■ OBJECTIVE
In the records below, find the line containing "Reviewer note: make sure each instance of the man's forehead"; copy exactly that line and all lines after it to the end, and nothing else.
■ ■ ■
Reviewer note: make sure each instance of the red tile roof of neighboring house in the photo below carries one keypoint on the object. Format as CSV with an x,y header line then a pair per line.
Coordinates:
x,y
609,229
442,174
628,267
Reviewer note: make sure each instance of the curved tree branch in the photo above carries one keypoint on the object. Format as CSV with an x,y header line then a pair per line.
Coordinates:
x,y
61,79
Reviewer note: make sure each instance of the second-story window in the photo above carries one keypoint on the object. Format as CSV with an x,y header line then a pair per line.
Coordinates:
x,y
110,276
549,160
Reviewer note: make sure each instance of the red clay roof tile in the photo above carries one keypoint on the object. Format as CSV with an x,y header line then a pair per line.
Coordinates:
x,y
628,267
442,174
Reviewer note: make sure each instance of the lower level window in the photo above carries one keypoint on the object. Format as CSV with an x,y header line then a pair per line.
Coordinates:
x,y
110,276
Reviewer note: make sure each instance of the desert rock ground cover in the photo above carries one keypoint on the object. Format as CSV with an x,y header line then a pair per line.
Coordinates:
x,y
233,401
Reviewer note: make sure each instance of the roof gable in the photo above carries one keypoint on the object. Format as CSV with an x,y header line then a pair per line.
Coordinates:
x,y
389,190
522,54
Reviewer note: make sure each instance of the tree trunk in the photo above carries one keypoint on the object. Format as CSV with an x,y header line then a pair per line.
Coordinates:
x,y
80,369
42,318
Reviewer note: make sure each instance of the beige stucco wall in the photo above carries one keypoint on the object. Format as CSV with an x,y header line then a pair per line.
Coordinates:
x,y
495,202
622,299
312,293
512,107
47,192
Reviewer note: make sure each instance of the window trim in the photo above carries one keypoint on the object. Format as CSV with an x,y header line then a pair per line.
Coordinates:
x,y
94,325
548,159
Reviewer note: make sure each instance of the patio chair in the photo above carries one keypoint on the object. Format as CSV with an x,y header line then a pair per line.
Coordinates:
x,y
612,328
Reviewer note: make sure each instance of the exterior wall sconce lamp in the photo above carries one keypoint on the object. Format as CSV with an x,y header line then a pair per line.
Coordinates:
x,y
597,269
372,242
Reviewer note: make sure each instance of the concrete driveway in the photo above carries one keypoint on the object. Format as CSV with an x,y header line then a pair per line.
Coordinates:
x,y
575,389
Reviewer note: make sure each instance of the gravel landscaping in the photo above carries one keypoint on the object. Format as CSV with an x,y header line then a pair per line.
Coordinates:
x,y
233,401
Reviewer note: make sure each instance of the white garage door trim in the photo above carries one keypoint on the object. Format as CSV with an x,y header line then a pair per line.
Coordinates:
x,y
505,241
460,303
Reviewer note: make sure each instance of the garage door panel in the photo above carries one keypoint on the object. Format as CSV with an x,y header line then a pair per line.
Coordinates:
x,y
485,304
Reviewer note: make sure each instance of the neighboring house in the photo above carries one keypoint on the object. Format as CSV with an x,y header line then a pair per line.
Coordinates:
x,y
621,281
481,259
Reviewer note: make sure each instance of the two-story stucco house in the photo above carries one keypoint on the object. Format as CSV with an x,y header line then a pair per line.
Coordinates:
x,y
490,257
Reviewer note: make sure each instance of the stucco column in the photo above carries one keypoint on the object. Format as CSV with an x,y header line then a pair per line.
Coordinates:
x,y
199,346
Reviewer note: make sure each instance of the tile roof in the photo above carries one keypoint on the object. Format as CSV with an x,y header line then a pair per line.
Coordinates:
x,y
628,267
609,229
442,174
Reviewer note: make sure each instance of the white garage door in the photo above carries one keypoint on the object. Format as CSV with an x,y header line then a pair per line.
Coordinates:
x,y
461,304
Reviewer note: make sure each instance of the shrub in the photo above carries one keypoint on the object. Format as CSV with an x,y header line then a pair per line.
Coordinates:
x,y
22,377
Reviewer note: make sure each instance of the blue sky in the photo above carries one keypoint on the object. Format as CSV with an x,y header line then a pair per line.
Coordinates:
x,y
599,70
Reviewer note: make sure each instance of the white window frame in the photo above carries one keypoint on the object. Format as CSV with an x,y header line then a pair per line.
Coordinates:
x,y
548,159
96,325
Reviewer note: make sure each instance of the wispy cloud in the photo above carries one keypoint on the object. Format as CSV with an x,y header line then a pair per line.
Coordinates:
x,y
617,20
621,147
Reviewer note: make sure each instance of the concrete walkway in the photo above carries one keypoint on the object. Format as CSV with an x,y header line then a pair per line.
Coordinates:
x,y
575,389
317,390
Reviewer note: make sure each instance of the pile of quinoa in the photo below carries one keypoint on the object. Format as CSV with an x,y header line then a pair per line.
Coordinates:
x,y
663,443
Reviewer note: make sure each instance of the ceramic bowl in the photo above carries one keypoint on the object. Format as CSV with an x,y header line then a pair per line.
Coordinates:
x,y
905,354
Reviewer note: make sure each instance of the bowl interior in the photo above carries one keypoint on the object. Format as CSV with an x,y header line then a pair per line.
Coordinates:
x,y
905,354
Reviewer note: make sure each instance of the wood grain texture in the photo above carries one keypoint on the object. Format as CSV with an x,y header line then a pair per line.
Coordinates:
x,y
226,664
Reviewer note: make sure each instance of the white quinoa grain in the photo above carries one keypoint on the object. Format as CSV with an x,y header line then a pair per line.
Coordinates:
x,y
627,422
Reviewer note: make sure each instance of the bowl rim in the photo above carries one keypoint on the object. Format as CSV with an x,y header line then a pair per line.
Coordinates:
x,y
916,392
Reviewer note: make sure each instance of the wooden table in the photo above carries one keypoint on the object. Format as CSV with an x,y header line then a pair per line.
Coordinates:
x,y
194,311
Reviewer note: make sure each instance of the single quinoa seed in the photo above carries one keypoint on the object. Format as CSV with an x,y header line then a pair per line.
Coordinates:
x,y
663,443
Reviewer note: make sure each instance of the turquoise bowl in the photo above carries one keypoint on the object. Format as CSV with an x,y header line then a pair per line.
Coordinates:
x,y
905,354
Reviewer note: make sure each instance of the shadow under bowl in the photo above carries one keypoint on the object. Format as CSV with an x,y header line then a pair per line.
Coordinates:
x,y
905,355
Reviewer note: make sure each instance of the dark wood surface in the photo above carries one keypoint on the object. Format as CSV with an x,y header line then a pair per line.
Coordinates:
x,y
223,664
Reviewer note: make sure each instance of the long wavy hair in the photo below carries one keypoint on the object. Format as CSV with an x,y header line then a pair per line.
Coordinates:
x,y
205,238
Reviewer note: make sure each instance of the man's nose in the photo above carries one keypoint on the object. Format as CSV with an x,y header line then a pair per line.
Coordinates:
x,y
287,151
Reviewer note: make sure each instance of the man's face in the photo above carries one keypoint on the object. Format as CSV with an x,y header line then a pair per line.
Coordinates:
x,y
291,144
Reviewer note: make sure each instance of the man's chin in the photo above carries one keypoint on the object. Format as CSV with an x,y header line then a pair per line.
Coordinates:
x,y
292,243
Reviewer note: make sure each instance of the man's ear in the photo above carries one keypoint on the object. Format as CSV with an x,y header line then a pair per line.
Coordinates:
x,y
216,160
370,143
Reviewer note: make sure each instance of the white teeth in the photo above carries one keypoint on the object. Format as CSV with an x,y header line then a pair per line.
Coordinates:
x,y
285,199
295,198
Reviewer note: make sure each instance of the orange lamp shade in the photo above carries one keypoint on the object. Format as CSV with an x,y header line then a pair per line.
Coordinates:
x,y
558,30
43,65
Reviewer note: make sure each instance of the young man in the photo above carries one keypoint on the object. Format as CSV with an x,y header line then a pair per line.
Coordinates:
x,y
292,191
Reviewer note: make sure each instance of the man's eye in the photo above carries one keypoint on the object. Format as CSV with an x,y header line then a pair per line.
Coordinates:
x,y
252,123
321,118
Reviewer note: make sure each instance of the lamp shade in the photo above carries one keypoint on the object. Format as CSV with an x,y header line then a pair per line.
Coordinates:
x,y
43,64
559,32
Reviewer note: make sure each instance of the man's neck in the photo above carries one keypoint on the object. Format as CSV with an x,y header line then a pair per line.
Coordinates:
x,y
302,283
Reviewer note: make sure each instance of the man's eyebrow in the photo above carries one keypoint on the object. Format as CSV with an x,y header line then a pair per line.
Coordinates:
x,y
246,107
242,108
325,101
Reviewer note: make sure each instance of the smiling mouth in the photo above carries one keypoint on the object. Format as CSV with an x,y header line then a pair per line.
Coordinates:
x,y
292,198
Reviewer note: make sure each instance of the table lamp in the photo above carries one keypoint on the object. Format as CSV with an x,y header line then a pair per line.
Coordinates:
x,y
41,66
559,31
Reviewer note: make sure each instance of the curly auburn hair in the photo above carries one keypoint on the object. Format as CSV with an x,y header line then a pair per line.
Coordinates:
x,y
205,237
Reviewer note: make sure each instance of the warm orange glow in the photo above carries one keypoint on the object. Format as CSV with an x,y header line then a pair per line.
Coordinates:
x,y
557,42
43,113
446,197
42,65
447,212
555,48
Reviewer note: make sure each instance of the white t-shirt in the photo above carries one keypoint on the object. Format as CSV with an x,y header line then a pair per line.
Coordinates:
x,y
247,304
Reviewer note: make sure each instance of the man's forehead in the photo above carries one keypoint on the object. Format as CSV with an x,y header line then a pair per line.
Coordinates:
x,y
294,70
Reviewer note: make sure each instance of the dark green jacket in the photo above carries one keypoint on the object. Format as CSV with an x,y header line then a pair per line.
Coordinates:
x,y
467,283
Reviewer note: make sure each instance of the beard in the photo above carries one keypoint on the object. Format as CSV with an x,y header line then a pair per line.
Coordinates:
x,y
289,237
■ ■ ■
■ ANSWER FOR THE TASK
Reviewer note: make sure each instance of the man's forehead in the photo above carries one keypoint on the object. Format as CSV with an x,y header line then a pair per line.
Coordinates:
x,y
294,70
Reviewer note: make sure each instance of the dark green jacket in the photo above carries one keypoint on the object. Format as CSV with an x,y header line then a pair per line.
Coordinates:
x,y
467,283
Reviewer note: make sure each instance of the beard in the photo above carries one keypoint on the object. Format as CSV with an x,y header line then a pair per line.
Coordinates:
x,y
289,237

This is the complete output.